Your assignment:
In the entries below, find every line with "blue" and copy it.

Information given:
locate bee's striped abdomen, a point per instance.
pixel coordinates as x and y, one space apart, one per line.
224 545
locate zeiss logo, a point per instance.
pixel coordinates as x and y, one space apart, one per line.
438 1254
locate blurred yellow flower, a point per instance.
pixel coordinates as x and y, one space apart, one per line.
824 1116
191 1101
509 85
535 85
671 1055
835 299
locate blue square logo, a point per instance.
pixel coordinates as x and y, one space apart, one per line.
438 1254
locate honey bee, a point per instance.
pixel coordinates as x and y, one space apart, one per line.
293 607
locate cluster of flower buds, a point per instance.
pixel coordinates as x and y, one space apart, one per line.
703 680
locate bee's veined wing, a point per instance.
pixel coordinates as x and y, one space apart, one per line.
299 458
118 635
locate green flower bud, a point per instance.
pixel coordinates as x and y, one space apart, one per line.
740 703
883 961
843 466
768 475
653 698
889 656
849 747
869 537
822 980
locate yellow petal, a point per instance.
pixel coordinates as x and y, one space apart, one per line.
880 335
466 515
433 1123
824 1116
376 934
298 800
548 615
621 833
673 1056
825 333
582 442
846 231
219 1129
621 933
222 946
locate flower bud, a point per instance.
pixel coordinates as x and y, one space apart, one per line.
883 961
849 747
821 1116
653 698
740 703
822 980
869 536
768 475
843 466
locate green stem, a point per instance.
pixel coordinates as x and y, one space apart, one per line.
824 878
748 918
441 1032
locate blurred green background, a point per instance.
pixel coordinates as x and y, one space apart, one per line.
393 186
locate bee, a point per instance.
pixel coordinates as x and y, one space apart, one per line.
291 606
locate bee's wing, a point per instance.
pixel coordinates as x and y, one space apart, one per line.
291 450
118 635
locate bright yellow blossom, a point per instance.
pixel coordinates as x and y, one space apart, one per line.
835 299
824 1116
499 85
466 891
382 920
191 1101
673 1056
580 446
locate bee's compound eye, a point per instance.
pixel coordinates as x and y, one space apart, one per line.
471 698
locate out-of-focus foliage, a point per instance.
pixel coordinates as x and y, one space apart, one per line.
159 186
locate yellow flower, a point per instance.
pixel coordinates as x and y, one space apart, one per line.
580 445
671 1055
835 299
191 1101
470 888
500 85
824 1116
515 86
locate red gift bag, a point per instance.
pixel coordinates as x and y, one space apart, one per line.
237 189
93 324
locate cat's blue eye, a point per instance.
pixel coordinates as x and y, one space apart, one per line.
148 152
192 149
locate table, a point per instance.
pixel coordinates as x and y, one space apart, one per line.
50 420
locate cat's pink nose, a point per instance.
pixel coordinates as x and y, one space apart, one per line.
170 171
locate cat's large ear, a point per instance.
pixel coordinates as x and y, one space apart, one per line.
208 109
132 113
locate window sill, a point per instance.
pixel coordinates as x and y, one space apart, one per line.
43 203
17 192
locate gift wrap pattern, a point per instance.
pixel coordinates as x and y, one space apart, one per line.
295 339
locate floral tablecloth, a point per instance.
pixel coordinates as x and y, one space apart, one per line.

Final answer:
locate blue square logo, a point per instance.
locate cat's blue eye, a point per instance.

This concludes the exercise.